# Data excerpts:
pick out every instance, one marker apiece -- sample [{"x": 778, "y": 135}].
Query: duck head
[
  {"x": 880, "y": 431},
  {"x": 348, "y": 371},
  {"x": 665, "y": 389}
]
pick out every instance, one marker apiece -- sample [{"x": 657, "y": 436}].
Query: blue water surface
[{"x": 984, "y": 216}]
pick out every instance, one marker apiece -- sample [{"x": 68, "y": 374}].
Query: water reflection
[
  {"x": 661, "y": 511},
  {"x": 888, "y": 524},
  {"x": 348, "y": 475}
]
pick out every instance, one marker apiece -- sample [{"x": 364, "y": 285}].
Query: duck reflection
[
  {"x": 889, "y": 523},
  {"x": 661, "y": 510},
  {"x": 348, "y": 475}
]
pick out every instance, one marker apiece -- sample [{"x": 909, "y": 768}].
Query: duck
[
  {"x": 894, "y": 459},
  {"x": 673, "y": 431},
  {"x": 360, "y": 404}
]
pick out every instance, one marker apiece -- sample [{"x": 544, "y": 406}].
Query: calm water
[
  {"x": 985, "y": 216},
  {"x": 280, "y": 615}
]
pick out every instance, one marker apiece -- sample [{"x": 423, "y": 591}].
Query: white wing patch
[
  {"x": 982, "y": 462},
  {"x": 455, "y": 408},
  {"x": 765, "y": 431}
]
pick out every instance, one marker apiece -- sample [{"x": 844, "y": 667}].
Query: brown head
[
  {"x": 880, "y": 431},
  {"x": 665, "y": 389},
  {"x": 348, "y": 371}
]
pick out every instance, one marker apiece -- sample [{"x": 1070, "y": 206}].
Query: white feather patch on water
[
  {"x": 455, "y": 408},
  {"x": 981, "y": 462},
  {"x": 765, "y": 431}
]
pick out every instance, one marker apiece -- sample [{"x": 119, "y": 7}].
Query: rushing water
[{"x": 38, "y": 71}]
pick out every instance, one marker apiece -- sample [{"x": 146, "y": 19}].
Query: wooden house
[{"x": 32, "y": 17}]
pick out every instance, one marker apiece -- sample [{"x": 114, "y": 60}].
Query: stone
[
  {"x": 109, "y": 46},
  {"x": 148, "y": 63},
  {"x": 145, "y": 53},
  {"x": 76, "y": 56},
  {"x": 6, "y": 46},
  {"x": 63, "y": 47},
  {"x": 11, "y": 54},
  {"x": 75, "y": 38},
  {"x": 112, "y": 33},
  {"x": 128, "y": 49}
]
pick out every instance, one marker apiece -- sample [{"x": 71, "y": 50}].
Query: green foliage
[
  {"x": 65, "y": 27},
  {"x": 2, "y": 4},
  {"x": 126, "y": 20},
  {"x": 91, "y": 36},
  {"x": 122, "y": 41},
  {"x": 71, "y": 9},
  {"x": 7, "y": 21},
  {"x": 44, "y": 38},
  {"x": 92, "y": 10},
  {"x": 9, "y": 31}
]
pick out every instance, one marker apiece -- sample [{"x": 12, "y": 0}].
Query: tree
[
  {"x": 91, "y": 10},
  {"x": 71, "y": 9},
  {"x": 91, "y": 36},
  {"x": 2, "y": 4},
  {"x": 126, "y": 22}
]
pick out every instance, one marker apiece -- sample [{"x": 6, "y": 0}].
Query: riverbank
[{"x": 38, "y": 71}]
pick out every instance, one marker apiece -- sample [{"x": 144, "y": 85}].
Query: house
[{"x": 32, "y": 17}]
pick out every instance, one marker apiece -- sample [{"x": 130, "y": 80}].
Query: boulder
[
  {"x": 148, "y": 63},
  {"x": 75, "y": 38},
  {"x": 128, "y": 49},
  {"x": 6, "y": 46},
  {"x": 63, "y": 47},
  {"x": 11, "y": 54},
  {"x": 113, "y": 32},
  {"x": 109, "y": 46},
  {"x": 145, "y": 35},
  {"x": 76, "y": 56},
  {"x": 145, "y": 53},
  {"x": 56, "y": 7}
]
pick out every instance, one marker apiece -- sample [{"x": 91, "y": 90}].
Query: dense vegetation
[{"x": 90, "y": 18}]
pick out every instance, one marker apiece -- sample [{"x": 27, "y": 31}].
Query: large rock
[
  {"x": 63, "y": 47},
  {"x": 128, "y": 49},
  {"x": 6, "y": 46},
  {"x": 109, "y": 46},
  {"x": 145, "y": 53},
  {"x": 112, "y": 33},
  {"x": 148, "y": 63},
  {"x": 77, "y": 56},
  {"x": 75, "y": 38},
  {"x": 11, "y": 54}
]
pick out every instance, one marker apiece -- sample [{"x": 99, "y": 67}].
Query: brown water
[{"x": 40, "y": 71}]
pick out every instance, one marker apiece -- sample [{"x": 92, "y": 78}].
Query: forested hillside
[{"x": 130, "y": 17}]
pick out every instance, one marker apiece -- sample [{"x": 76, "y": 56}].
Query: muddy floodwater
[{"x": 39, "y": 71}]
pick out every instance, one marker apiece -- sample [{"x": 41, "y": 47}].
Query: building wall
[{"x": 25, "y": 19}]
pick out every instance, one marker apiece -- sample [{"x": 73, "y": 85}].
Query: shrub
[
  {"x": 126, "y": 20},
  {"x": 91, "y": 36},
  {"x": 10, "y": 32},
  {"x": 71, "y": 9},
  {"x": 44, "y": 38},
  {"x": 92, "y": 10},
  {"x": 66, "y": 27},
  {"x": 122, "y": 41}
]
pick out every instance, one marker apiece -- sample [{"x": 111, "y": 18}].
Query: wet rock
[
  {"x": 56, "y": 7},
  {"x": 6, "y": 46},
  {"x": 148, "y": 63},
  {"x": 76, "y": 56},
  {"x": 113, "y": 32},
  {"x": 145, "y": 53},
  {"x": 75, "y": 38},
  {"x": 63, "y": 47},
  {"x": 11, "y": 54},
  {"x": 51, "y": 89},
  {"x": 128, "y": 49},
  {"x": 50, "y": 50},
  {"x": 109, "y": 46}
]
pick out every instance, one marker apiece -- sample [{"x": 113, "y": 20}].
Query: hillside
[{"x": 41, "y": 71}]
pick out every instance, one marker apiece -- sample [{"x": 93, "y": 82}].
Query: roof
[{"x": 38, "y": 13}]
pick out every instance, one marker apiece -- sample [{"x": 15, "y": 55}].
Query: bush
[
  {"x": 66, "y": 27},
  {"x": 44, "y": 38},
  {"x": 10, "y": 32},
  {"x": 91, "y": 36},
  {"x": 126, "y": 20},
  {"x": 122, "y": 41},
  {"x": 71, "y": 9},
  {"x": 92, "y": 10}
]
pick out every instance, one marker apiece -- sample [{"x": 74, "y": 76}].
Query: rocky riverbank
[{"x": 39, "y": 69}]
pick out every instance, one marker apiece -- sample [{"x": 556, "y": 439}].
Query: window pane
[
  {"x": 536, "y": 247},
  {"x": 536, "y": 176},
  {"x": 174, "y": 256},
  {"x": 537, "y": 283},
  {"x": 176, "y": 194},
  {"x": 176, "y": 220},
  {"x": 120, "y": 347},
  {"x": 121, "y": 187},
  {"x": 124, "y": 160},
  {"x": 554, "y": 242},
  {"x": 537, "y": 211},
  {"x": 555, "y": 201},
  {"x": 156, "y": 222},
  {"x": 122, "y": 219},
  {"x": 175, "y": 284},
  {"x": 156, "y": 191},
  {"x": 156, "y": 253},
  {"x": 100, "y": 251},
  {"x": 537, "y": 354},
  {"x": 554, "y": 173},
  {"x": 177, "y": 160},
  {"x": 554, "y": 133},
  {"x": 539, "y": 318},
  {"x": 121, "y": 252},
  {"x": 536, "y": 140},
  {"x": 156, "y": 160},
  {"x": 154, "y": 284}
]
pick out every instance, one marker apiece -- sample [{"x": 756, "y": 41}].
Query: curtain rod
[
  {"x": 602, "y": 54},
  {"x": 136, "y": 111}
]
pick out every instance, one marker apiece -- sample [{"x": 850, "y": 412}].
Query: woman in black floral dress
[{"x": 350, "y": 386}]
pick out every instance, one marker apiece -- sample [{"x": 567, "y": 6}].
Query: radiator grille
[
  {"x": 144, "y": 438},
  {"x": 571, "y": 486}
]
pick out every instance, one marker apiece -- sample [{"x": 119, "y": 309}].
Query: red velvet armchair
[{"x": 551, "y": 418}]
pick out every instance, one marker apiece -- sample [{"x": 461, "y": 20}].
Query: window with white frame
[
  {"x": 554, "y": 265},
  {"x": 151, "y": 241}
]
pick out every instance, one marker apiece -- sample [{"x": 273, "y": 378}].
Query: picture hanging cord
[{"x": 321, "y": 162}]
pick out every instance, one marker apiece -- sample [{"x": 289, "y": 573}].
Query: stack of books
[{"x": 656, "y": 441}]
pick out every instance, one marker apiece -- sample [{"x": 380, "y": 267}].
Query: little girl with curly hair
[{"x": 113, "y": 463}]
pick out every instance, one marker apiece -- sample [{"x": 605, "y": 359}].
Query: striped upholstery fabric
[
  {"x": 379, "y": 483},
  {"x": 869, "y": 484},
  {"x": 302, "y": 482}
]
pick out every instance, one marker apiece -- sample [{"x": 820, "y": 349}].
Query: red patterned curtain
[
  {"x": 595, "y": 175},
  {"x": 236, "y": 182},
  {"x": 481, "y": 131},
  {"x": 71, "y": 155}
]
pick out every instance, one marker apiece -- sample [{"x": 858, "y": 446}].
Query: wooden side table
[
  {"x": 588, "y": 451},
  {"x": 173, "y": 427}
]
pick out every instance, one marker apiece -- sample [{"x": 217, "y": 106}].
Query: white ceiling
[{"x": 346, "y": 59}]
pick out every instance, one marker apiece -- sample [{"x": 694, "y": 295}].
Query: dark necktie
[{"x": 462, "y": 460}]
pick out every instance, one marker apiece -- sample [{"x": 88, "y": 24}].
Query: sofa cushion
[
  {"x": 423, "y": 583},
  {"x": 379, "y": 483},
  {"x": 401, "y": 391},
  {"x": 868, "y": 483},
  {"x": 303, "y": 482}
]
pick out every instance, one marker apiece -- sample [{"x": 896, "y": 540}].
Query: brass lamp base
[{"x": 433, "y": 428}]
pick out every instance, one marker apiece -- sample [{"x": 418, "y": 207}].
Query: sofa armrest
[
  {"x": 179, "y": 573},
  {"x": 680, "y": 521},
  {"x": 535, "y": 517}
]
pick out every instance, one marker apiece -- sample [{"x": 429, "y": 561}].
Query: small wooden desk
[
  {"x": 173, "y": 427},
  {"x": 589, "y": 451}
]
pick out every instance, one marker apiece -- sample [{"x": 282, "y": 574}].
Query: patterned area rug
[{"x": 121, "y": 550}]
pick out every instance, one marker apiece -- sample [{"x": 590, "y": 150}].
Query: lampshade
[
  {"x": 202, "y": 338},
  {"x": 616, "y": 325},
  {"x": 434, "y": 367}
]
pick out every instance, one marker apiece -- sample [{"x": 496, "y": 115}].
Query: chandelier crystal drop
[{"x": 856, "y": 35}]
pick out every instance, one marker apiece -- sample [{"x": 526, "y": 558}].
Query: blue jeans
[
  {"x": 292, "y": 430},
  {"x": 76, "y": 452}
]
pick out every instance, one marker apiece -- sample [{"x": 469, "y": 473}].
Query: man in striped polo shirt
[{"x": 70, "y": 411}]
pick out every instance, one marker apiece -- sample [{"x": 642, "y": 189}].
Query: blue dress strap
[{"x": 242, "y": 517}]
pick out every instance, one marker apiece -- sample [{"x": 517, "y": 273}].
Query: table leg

# Exercise prompt:
Gather every line of the records above that contains the word "hillside", and copy those lines. Treat case as significant.

# Correct result:
Query: forested hillside
Query: hillside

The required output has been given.